GIVEN TASK 1 - Reproduce everything from "I will try here" down to "(June 2000 )" in the text on upcoming ARPEGE code changes, without altering anything.

DOCUMENT -
__________

I will try here to list and comment the major code changes that will strike us, aladinists, in the next months. This text should be an incitative for choosing a strategy for code porting as well as for dissemination of interesting porting results among us.

1.  The ARPEGE CY23 (June 2000 )

* new Observation Data Base (ODB)

This feature is the successor of CMA-arrays for handling the observation data sets in the code. For the time being, ODB has only replaced CMA in the core of the model (in particular, robsar has disappeared), but the ODB structure will progressively replace CMA also in scripts and observation file formats.

* removal of I/O options from obsolete Cray SSD/memory systems:

Some of you know the existence of the "LIO" logicals, which are quite various (see namct0). For instance, they control the i/o onto files stored on the rapid-access SSD memory which exists on Cray.. A recent investigation, worked out by Ryad El Khatib, showed that nobody uses these options in our community anymore. Thus, they will be removed. which will simplify the reading of the spectral transform code (removal of LIO keys) and eliminate the corresponding module "yomio ".

* removal of multitasking option LMLTSK:

This was the old Cray multitask facility, still used in Brussels and Casablanca. However, Morocco should change its platform quite soon, in 2000. So only Belgium is in a position where it would not be able to run the new cycles efficiently after this summer. Hence, Luc Gérard is having contacts with Cray persons for the possible installation of an openMP library, but this issue will be rather medium-term.

* openMP ( OMP):

The OMP directives have appeared in the code in cy22. They were blindly adapted into ALADIN (however, the parallel code structures allowed for a rather automatic transposition of arp/ifs into ald parts). OMP directives can be interpreted by the compiler to produce microtasked code at loop level, provided one compiles with adequate OMP options. No tests of OMP were done for the time being in ALADIN, but a basic strategy is readily defined:
a/ analyze OMP directives in arp/ifs, understand the microtasking,
b/ verify the adaptations already performed in aladin, correct if needed,
c/ run and debug !

Appended are some performances provided kindly by Mats Hamrud from ECMWF. It turns out that OMP allows for executing the code almost with the same cpu time than multitasking, but with a slight increase in memory, by 5-10 %.

2.  CY24 (end 2000)

* externalisation (modularisation) of transforms:

It is intended to modularize much more the spectral transforms, so that they can become a "toolkit" useful for different types of applications. The principle of the transforms won't be changed, but the interface with the upper level model routines will change , so that this modification introduces some heavy recoding for all. The phasing of ALADIN to ARPEGE will require a careful analysis because our north/south transforms are not 100% similar to ARPEGE ones (mean/wind, conversion between u,v and vor,div).

__________

SUPPLIED DATA -
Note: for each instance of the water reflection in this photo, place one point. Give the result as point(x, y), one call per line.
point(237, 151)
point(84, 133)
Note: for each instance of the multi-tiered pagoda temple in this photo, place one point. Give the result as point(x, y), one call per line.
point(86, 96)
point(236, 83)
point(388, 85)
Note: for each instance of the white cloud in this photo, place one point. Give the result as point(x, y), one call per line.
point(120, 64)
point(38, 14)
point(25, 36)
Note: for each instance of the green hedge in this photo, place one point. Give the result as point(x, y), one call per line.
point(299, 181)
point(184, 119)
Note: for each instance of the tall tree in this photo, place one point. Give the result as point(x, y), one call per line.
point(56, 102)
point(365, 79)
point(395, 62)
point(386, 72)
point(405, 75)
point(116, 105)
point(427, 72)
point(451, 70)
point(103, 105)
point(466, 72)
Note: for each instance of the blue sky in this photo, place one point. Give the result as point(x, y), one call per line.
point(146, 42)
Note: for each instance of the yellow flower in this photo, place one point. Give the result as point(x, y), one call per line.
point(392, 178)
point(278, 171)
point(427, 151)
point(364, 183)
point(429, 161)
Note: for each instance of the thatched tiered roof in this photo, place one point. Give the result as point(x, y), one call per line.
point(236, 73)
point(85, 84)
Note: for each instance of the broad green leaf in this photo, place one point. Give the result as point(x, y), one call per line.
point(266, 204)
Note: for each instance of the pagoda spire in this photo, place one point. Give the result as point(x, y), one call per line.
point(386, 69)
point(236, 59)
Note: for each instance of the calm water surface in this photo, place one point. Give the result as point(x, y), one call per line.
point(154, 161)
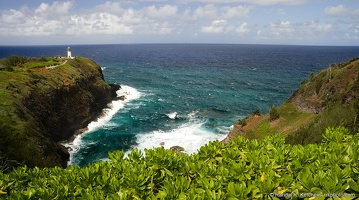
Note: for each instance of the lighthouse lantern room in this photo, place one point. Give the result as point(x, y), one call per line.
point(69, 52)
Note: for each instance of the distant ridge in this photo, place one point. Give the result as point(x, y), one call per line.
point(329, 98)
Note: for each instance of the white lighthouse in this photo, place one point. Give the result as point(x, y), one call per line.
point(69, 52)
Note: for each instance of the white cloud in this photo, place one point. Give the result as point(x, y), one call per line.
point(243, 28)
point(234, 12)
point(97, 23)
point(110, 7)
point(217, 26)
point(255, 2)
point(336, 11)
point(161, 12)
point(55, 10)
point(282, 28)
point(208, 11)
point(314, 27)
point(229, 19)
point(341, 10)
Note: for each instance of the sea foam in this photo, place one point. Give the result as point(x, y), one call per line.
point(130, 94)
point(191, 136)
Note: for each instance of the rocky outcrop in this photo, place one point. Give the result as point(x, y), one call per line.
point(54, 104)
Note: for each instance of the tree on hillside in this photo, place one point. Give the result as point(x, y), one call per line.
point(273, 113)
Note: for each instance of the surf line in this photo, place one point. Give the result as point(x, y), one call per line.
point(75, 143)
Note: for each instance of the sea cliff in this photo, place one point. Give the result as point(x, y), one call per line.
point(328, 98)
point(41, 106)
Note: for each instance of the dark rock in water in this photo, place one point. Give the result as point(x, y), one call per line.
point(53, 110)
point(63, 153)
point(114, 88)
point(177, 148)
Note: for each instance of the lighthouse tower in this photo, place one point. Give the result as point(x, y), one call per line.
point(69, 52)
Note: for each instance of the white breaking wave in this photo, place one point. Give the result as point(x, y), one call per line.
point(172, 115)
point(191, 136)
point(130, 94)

__________

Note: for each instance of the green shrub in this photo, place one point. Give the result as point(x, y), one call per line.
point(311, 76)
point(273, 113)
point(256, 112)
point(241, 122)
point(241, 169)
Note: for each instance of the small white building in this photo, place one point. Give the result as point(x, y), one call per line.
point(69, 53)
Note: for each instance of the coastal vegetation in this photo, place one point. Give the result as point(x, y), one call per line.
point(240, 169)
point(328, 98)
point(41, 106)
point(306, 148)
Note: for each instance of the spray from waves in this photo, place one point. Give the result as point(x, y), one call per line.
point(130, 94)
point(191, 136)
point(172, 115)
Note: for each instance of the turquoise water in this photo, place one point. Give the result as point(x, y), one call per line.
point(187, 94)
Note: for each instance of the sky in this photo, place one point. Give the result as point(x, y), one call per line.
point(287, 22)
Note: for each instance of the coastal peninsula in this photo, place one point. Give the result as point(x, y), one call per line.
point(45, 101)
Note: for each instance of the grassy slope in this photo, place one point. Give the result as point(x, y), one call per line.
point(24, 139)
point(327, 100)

__________

GIVEN TASK 2 - How many lines of the records contain the string "tiered"? Reply with the number alone.

CORRECT RESULT 1 -
I will try here to list and comment the major code changes that will strike us, aladinists, in the next months. This text should be an incitative for choosing a strategy for code porting as well as for dissemination of interesting porting results among us.

1.  The ARPEGE CY23 (June 2000 )

CORRECT RESULT 2 - 2